Extracted records>

· · · · ·

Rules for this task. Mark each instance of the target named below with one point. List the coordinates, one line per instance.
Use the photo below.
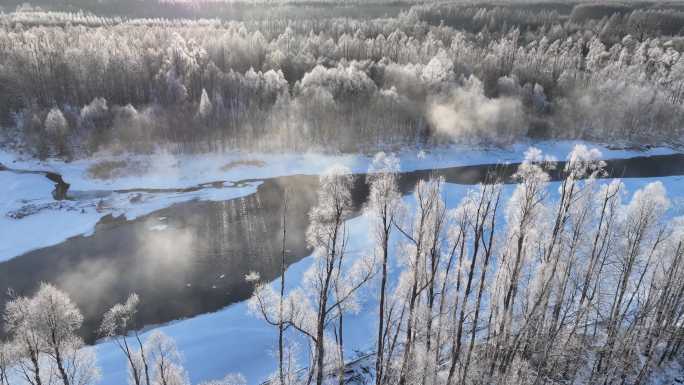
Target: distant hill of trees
(430, 74)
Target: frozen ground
(56, 222)
(230, 340)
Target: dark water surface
(191, 258)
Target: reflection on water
(191, 258)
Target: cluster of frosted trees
(426, 74)
(562, 283)
(43, 346)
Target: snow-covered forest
(73, 83)
(295, 192)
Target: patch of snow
(231, 340)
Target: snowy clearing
(57, 222)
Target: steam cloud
(469, 115)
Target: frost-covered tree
(117, 322)
(383, 206)
(43, 330)
(165, 360)
(205, 108)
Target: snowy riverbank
(232, 340)
(56, 222)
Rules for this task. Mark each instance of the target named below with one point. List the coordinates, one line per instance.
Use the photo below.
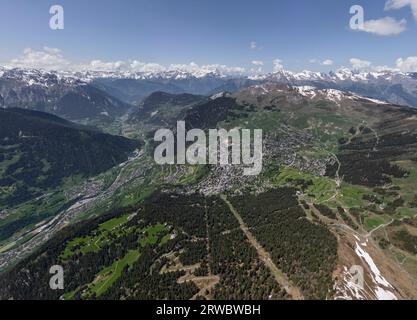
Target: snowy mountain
(60, 94)
(132, 87)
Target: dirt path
(280, 277)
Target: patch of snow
(379, 280)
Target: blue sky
(300, 33)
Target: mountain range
(336, 190)
(111, 94)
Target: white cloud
(358, 64)
(53, 59)
(407, 65)
(384, 27)
(398, 4)
(278, 66)
(48, 59)
(327, 62)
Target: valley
(336, 191)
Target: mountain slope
(67, 97)
(39, 150)
(164, 109)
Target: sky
(234, 35)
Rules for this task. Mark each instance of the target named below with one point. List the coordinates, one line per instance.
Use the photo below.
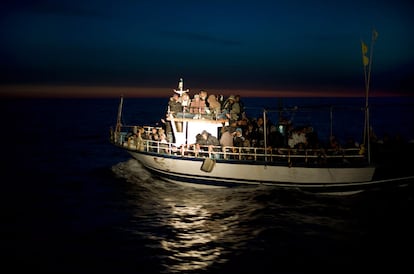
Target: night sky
(303, 47)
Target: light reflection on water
(195, 228)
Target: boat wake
(132, 171)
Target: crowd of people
(240, 130)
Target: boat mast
(118, 119)
(367, 62)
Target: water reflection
(194, 228)
(192, 247)
(207, 230)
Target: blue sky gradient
(272, 45)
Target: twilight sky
(296, 46)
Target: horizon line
(105, 91)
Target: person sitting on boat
(174, 105)
(197, 106)
(232, 108)
(226, 140)
(205, 140)
(203, 97)
(240, 142)
(215, 107)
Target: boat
(180, 159)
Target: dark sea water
(72, 203)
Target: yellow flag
(365, 60)
(364, 48)
(374, 35)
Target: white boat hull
(226, 173)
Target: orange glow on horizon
(67, 91)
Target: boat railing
(282, 154)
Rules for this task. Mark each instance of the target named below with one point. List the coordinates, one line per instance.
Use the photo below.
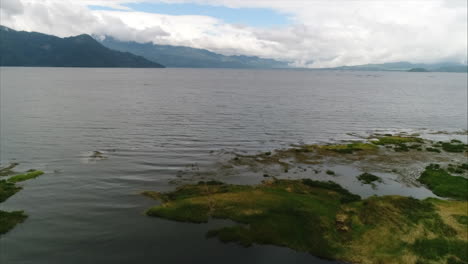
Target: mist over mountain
(407, 66)
(21, 48)
(186, 57)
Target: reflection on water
(153, 123)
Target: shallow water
(153, 123)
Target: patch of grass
(453, 147)
(8, 170)
(321, 218)
(401, 147)
(349, 148)
(7, 189)
(456, 170)
(395, 140)
(462, 219)
(368, 178)
(463, 166)
(438, 248)
(26, 176)
(8, 220)
(433, 150)
(329, 185)
(443, 183)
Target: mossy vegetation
(324, 219)
(348, 148)
(395, 140)
(368, 178)
(8, 220)
(8, 170)
(443, 184)
(454, 146)
(8, 188)
(433, 150)
(26, 176)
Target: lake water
(153, 123)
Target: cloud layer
(322, 33)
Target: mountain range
(407, 66)
(20, 48)
(186, 57)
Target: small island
(8, 187)
(418, 70)
(328, 221)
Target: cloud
(323, 33)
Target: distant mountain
(407, 66)
(418, 70)
(20, 48)
(178, 56)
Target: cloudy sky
(308, 33)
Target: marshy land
(327, 220)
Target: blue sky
(256, 17)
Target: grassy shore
(8, 187)
(324, 219)
(328, 221)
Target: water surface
(153, 123)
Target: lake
(153, 124)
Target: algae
(456, 146)
(8, 220)
(395, 140)
(443, 184)
(26, 176)
(368, 178)
(322, 218)
(8, 170)
(8, 187)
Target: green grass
(453, 147)
(322, 218)
(462, 219)
(26, 176)
(368, 178)
(7, 189)
(438, 248)
(395, 140)
(433, 150)
(443, 184)
(8, 170)
(8, 220)
(349, 148)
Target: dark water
(153, 123)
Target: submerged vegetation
(322, 218)
(454, 146)
(443, 183)
(368, 178)
(325, 219)
(8, 187)
(26, 176)
(396, 140)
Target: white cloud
(324, 33)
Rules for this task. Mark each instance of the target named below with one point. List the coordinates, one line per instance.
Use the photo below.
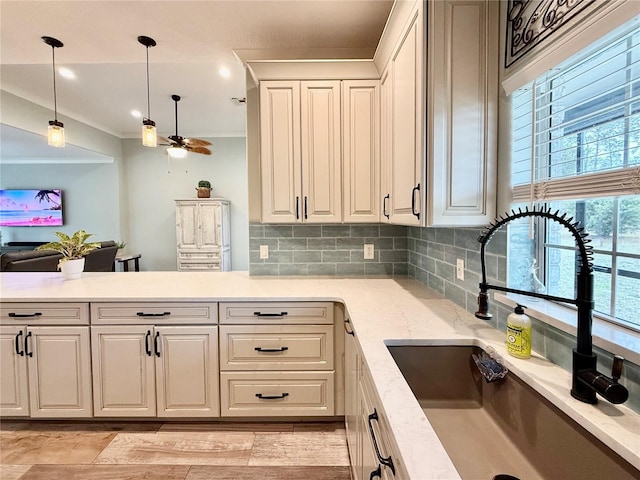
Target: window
(576, 149)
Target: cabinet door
(321, 152)
(59, 371)
(187, 224)
(123, 371)
(209, 226)
(463, 91)
(352, 403)
(187, 371)
(14, 388)
(280, 151)
(361, 150)
(407, 110)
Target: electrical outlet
(368, 251)
(460, 269)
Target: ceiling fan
(194, 145)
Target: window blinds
(576, 130)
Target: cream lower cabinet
(152, 369)
(277, 359)
(371, 448)
(45, 371)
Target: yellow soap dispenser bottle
(519, 333)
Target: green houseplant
(73, 249)
(204, 189)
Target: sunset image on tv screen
(30, 208)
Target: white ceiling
(194, 39)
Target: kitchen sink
(502, 427)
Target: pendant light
(149, 134)
(55, 133)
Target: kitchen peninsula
(379, 310)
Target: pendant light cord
(55, 101)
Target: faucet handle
(616, 369)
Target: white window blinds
(576, 131)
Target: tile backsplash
(327, 249)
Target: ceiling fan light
(149, 134)
(176, 152)
(55, 134)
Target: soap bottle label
(519, 341)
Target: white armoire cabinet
(300, 151)
(202, 234)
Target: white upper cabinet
(439, 113)
(300, 151)
(361, 150)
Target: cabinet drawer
(44, 313)
(155, 313)
(198, 255)
(274, 347)
(276, 394)
(277, 313)
(204, 265)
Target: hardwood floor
(48, 450)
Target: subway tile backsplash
(328, 250)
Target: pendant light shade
(55, 132)
(149, 134)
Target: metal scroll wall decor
(533, 22)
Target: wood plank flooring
(46, 450)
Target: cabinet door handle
(18, 351)
(350, 329)
(26, 345)
(388, 462)
(376, 473)
(271, 350)
(24, 315)
(147, 348)
(260, 314)
(413, 201)
(384, 205)
(271, 397)
(156, 345)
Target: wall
(153, 182)
(328, 249)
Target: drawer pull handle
(388, 462)
(271, 350)
(26, 345)
(18, 351)
(271, 397)
(350, 329)
(260, 314)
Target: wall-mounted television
(30, 208)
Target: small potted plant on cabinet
(204, 189)
(73, 250)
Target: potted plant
(73, 250)
(204, 189)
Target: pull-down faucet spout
(586, 380)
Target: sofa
(99, 260)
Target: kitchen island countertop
(383, 311)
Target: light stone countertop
(381, 310)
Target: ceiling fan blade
(196, 142)
(202, 150)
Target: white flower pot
(72, 269)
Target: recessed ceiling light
(66, 73)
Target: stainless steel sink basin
(503, 427)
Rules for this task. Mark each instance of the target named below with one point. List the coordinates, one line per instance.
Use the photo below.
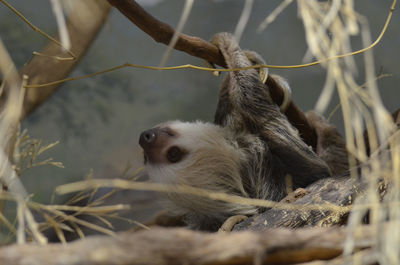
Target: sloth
(251, 149)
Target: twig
(162, 32)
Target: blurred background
(98, 120)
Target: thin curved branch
(162, 32)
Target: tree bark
(182, 246)
(162, 32)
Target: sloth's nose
(148, 137)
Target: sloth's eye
(174, 154)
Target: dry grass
(329, 26)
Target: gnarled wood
(181, 246)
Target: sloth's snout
(148, 138)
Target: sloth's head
(202, 155)
(177, 151)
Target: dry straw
(329, 26)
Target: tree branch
(162, 32)
(183, 246)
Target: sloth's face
(176, 150)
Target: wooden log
(183, 246)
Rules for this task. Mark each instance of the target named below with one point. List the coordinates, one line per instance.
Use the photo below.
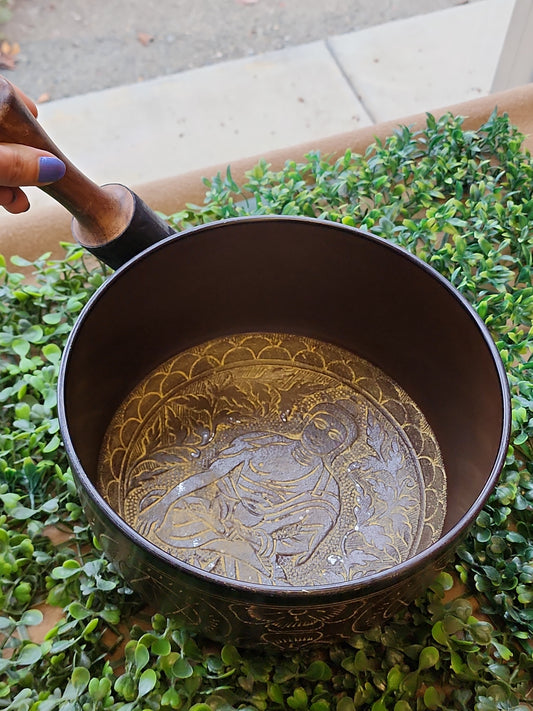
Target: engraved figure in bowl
(265, 497)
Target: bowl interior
(307, 278)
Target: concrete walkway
(220, 113)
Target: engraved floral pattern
(275, 459)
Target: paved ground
(71, 47)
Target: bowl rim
(373, 581)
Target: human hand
(23, 165)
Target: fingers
(22, 165)
(14, 200)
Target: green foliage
(459, 199)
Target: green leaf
(182, 669)
(161, 646)
(80, 678)
(429, 657)
(29, 654)
(147, 682)
(31, 618)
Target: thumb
(23, 165)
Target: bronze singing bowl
(317, 282)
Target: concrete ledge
(41, 230)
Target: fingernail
(50, 169)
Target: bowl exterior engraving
(334, 285)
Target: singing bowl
(312, 279)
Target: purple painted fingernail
(50, 169)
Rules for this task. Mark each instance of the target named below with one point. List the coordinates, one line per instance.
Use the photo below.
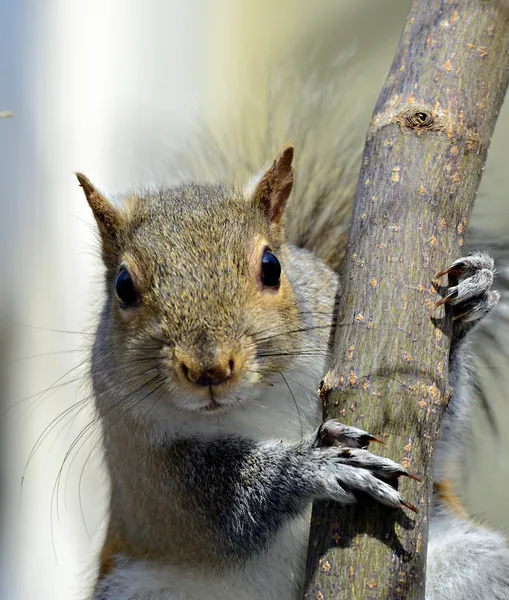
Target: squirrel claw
(411, 507)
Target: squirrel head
(200, 308)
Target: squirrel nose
(214, 375)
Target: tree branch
(422, 165)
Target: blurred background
(117, 89)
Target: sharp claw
(445, 272)
(409, 506)
(373, 438)
(442, 301)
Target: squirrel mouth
(213, 403)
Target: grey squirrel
(212, 320)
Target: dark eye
(125, 290)
(271, 270)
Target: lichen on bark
(423, 160)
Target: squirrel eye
(125, 290)
(271, 270)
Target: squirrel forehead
(205, 223)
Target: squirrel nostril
(206, 374)
(185, 370)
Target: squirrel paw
(343, 472)
(333, 433)
(469, 293)
(350, 468)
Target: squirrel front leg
(246, 490)
(466, 560)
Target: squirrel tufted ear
(109, 219)
(274, 187)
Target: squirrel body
(211, 344)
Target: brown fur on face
(194, 254)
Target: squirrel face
(198, 301)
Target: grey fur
(235, 498)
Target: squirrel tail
(324, 123)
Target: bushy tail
(318, 116)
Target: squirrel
(214, 335)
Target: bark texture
(422, 165)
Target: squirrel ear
(108, 218)
(274, 187)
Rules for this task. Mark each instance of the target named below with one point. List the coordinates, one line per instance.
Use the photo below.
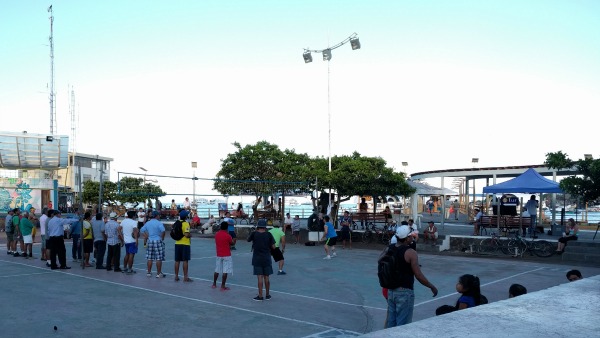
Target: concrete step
(582, 249)
(428, 247)
(593, 259)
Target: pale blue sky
(435, 83)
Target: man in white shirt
(130, 237)
(531, 207)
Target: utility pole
(52, 94)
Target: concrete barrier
(567, 310)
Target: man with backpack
(397, 269)
(182, 247)
(10, 232)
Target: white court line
(490, 283)
(182, 297)
(26, 274)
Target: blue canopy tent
(528, 182)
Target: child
(468, 286)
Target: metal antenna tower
(53, 127)
(74, 120)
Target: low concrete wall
(567, 310)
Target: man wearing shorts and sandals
(224, 263)
(182, 248)
(330, 238)
(154, 235)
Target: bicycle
(493, 245)
(519, 245)
(372, 232)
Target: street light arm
(332, 47)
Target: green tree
(263, 168)
(585, 185)
(127, 190)
(260, 169)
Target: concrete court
(317, 298)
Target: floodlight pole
(355, 43)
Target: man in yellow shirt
(182, 248)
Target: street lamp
(355, 44)
(194, 178)
(144, 184)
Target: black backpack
(387, 269)
(177, 231)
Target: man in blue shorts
(154, 236)
(262, 244)
(130, 237)
(230, 228)
(330, 238)
(182, 248)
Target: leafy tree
(261, 168)
(585, 185)
(91, 191)
(128, 190)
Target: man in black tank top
(401, 300)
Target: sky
(436, 83)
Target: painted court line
(490, 283)
(183, 297)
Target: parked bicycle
(493, 245)
(518, 245)
(373, 232)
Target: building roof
(33, 151)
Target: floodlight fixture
(307, 57)
(355, 43)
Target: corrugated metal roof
(33, 151)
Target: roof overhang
(33, 151)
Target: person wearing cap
(56, 240)
(182, 248)
(26, 228)
(477, 221)
(224, 262)
(130, 238)
(10, 232)
(262, 244)
(230, 228)
(99, 231)
(114, 240)
(154, 236)
(277, 253)
(401, 300)
(430, 232)
(330, 238)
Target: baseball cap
(402, 231)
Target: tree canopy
(264, 168)
(585, 185)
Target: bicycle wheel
(543, 248)
(485, 246)
(367, 236)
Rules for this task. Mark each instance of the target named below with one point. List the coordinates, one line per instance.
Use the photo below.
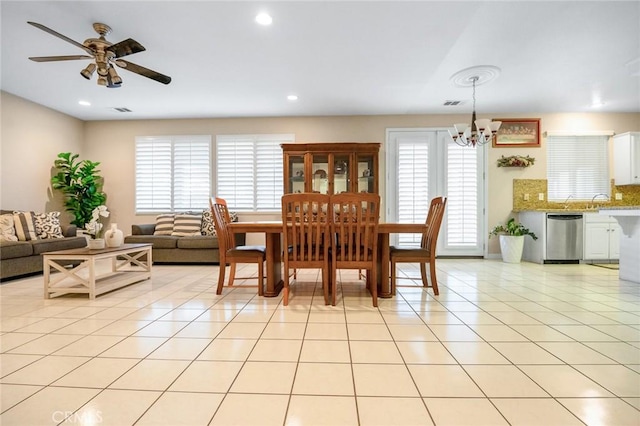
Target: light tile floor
(502, 344)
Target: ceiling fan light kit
(106, 56)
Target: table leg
(384, 289)
(274, 265)
(92, 278)
(47, 277)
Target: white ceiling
(339, 57)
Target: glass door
(319, 173)
(296, 173)
(341, 173)
(366, 173)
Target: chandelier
(479, 132)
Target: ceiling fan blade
(63, 37)
(59, 58)
(126, 47)
(146, 72)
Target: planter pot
(511, 247)
(114, 237)
(96, 244)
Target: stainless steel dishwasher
(564, 238)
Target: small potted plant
(512, 239)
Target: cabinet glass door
(296, 173)
(320, 173)
(341, 174)
(365, 173)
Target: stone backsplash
(533, 187)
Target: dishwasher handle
(564, 216)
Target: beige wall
(113, 144)
(31, 138)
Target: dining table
(273, 244)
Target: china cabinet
(330, 168)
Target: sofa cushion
(158, 241)
(48, 225)
(7, 230)
(14, 249)
(55, 244)
(164, 224)
(187, 225)
(25, 226)
(198, 242)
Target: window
(413, 184)
(173, 173)
(463, 180)
(249, 171)
(577, 167)
(423, 164)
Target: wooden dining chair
(305, 230)
(354, 228)
(424, 254)
(230, 253)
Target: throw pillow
(7, 230)
(25, 226)
(164, 224)
(186, 225)
(48, 225)
(207, 227)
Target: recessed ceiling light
(264, 19)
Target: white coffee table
(130, 263)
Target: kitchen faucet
(593, 205)
(566, 204)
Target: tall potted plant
(512, 239)
(81, 185)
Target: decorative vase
(511, 247)
(114, 237)
(96, 244)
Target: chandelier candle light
(481, 131)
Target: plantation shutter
(172, 173)
(192, 173)
(249, 171)
(462, 191)
(577, 167)
(413, 185)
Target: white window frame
(168, 179)
(249, 171)
(577, 165)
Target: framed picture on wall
(516, 132)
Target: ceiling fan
(105, 56)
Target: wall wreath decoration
(515, 161)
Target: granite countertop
(620, 208)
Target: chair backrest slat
(305, 219)
(355, 218)
(434, 220)
(221, 221)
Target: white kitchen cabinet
(534, 250)
(601, 237)
(626, 158)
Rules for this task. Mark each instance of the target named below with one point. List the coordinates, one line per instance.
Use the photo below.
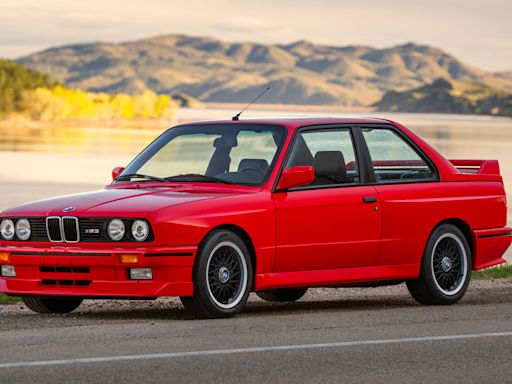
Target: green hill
(443, 96)
(16, 78)
(218, 71)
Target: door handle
(369, 199)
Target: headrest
(225, 142)
(260, 164)
(329, 163)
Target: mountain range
(443, 96)
(213, 70)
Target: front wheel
(51, 305)
(222, 277)
(445, 269)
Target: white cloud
(467, 28)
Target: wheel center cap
(223, 275)
(446, 264)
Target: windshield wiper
(197, 177)
(130, 176)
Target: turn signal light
(129, 259)
(4, 257)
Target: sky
(479, 32)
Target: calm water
(456, 136)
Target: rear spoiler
(478, 167)
(476, 170)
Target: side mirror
(296, 176)
(116, 172)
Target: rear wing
(479, 169)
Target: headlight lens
(116, 229)
(23, 229)
(140, 230)
(7, 229)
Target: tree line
(35, 95)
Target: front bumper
(97, 272)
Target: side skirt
(336, 277)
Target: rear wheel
(222, 277)
(445, 270)
(282, 294)
(51, 305)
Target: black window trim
(362, 153)
(412, 144)
(280, 146)
(359, 147)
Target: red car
(212, 211)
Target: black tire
(282, 294)
(51, 305)
(445, 268)
(223, 277)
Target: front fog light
(140, 230)
(7, 229)
(23, 229)
(141, 274)
(8, 271)
(116, 229)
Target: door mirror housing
(296, 176)
(116, 172)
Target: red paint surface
(315, 237)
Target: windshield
(232, 154)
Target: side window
(256, 149)
(331, 154)
(393, 159)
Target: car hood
(116, 201)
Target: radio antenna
(237, 116)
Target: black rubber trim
(16, 253)
(415, 147)
(356, 145)
(495, 235)
(173, 254)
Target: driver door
(335, 222)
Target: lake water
(39, 163)
(87, 148)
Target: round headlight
(7, 229)
(116, 229)
(140, 230)
(23, 229)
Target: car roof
(297, 122)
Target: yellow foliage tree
(61, 103)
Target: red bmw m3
(213, 211)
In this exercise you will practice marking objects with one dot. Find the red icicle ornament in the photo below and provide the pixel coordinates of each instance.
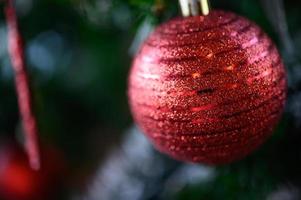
(207, 89)
(22, 83)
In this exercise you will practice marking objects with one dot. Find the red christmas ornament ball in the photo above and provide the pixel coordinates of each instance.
(19, 182)
(207, 89)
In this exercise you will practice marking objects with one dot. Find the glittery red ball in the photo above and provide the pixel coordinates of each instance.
(207, 89)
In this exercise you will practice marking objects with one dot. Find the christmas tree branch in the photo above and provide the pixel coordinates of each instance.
(22, 86)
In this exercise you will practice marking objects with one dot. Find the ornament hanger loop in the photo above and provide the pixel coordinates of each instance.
(194, 7)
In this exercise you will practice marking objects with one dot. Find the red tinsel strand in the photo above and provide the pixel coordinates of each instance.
(22, 85)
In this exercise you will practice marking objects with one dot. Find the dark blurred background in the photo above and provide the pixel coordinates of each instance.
(78, 54)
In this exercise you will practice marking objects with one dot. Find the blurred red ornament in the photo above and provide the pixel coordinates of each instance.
(19, 182)
(207, 89)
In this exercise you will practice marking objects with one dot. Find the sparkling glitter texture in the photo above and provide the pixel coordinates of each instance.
(207, 89)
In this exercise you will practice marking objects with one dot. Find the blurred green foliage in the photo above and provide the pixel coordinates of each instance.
(82, 103)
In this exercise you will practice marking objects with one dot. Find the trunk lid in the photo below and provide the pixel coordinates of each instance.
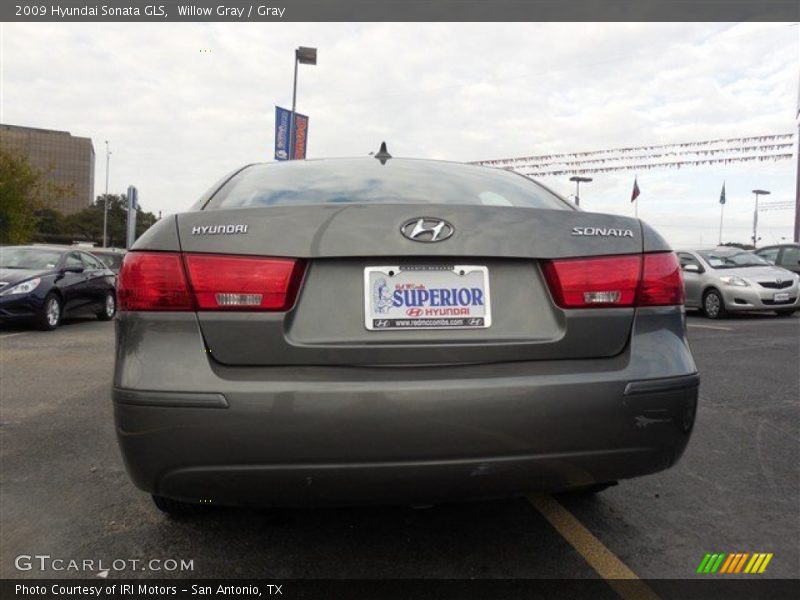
(326, 326)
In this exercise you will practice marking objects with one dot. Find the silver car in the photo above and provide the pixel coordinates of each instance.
(383, 330)
(733, 280)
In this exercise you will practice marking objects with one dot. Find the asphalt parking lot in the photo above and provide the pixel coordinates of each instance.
(65, 492)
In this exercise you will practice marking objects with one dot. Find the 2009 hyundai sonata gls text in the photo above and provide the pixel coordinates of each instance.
(396, 331)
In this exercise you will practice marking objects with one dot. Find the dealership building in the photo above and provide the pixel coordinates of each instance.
(65, 160)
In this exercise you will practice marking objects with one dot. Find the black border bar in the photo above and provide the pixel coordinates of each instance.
(400, 10)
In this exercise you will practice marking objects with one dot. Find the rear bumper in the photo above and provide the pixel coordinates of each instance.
(291, 436)
(759, 298)
(19, 307)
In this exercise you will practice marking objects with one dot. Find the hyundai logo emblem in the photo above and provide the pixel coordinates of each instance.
(427, 229)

· · · · ·

Problem to solve> Set down the lines above exactly as written. Begin at the line containing "Find the silver" and stop after the last line.

Output for this task>
In this exercise you will practice marking objects with one dot. Find the silver car in the photo above and provide the pixel coordinates of each instance.
(383, 330)
(733, 280)
In this exercise you will practice marking objects with one dot. Find the asphalt parking lot in the photo above and provide the pixel coordinates of each instance.
(65, 492)
In this exercise you will practice marking objects with one dot. Find the 2009 hyundai sonata gls text in the photo above and provide the pixel coordinates of each instance.
(396, 331)
In this exercise you will practice marking objects with one dot. Find the dealership building in the photo above and provide the pixel coordinates of each instance.
(65, 160)
In this exercise you will practice marking objects with one dot. Find the black border bar in the photo above and provide the pixel coordinates of each instance.
(400, 10)
In this exercise you will practice marking objects with one dot. Find the rear bumper in the photo above and provide the pixel coordinates of each instance.
(291, 436)
(759, 298)
(19, 307)
In this exercise you will practice marking objects with one dot. Find the hyundai logo emblem in the photo above and provide the pixel coordinates of each instance.
(427, 229)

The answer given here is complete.